= Provided passage =
A weekly homage to endangered species, large and small
(Original text written by Benjamin Ikenson)
Many of our nations protected species are celebrated and honored by placing their images on currency and license plates. They are mascots for professional sports teams and even cuddled by our children as cute stuffed animals. But there is another class of species that are frequently overlooked or maligned by the press, elected officials, even the general public. We’re profiling some of less charismatic species to shed some light on the immense value they bring to our lives.
Of the 300 different mussel species in the United States, 64 are listed as endangered and eight are listed as threatened. According to Sue Jennings of the National Park Service, freshwater mussels have suffered a greater decline than any other wide-ranging faunal group in North America.
With names like littlewing pearlymussel, the flat pigtoe, and the shinrayed pocketbook, mussels are an interesting testament to the sometimes bizarre imaginations of those who coined the terms, primarily fishermen who harvested them for a thriving pearl button industry. It was this industry that first really wreaked havoc on mussel populations. Fortunately, plastic buttons took their place beginning in the 1950s.

= Task description =
Resume the piece on endangered freshwater mussels, continuing on from its final sentence about plastic buttons.

= Material supplied =
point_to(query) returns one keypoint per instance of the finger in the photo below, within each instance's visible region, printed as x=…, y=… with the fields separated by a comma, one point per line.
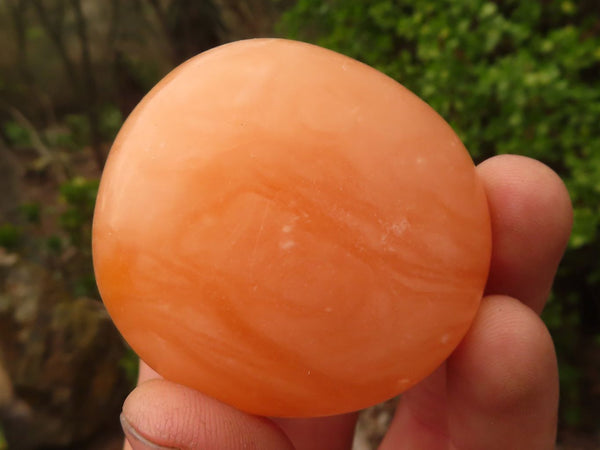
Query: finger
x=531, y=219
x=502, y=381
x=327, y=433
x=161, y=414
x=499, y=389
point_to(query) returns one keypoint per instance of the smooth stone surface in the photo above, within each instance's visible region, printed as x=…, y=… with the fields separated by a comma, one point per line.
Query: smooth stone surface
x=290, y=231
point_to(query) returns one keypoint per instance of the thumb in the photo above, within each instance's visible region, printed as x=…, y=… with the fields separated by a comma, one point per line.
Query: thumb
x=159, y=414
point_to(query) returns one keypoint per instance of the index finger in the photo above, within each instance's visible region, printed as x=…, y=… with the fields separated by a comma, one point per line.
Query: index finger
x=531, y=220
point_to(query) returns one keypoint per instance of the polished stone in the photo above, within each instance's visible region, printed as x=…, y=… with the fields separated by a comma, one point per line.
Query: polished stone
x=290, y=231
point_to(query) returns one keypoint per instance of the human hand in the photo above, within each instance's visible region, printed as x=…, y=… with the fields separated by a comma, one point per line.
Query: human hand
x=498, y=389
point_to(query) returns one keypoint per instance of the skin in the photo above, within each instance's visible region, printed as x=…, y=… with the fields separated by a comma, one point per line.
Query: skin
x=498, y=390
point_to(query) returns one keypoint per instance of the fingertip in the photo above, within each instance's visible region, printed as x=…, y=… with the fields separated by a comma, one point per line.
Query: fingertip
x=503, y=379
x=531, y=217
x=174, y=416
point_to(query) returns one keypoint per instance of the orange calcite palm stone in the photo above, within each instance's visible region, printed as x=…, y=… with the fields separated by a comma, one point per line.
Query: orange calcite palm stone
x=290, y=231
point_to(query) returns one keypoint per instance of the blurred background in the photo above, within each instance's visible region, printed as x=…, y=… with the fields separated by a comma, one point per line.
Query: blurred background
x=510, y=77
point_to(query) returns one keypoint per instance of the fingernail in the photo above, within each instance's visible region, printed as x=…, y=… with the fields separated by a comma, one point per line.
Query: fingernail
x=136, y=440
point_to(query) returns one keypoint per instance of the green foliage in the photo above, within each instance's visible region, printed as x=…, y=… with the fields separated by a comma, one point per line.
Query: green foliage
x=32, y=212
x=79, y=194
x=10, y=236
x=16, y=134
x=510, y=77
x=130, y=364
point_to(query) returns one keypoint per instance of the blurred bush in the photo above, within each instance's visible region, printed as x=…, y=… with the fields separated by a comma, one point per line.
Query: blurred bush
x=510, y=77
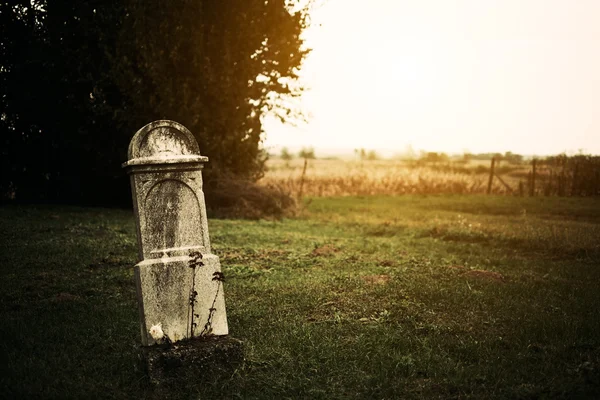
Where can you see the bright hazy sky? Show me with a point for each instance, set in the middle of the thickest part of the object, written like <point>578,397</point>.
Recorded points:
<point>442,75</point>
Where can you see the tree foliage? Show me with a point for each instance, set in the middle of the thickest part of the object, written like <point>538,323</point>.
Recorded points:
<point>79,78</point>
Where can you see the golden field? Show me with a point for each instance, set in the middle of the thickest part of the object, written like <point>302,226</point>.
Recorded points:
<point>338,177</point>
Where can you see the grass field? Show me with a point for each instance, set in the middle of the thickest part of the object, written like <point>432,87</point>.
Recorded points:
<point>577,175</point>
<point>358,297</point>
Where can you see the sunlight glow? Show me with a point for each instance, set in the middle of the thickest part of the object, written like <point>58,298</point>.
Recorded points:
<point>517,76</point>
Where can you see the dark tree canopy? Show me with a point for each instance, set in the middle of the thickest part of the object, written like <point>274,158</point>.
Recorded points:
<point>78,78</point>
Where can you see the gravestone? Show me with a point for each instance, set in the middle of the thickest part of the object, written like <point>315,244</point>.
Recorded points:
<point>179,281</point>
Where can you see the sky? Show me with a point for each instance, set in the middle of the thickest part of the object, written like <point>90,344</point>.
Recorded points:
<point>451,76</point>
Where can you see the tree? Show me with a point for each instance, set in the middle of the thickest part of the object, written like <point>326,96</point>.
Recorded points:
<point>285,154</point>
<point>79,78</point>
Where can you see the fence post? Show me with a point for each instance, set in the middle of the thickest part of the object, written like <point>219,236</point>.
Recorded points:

= Result of this exercise =
Unfortunately, this did not mark the end of woes for freshwater mussels. Especially over the last 30 years, mussels have continued to decline drastically because they can’t tolerate changes in water quality resulting from pollution or sediment from dredging and soil erosion. They also suffer from the introduction of non-native species, the effects of siltation, and even remnants of pharmaceutical drugs that are flushed from the body and end up in wastewater that reaches rivers and streams. A recent study revealed that the antidepressant drug Prozac can severely disrupt the reproductive cycle of freshwater mussels, a side effect that can certainly not be described as happy.
What good are they?
Mussels are reliable indicators of water quality, since they’re particularly sensitive to aquatic changes. Mussels are filter feeders that help keep the water clean for all who depend on it, and their disappearance often signals that other aquatic plants and animals are at risk as well.
If mussels can’t live in their home, it probably should be condemned. And that’s not good for the rest of us.
Think of it this way: mussels are the mighty Mr. Cleans of the waterways. They try to keep the house tidy. But the increased intensity and the toxicity of the filth has been making them sick; and there’s not a lot of replacement labor. If they’re not around, the cleaning isn’t going to get done – and just like at home, the cleaning sure ain’t gonna do itself. Let’s hope it’s not too late to offer the sick some decent healthcare.
Fortunately, the important role mussels play is no secret and many are working on their behalf. For example, the National Park Service has stepped up to help recovery, and since 2000, the Tennessee Aquarium Research Institute has propagated more than a hundred thousand native freshwater mussels, providing for their release into the Conasauga River basin at the Institute’s hatchery.
The thing to remember is if mussels can’t live in their home, it probably should be condemned. And that’s not good for the rest of us.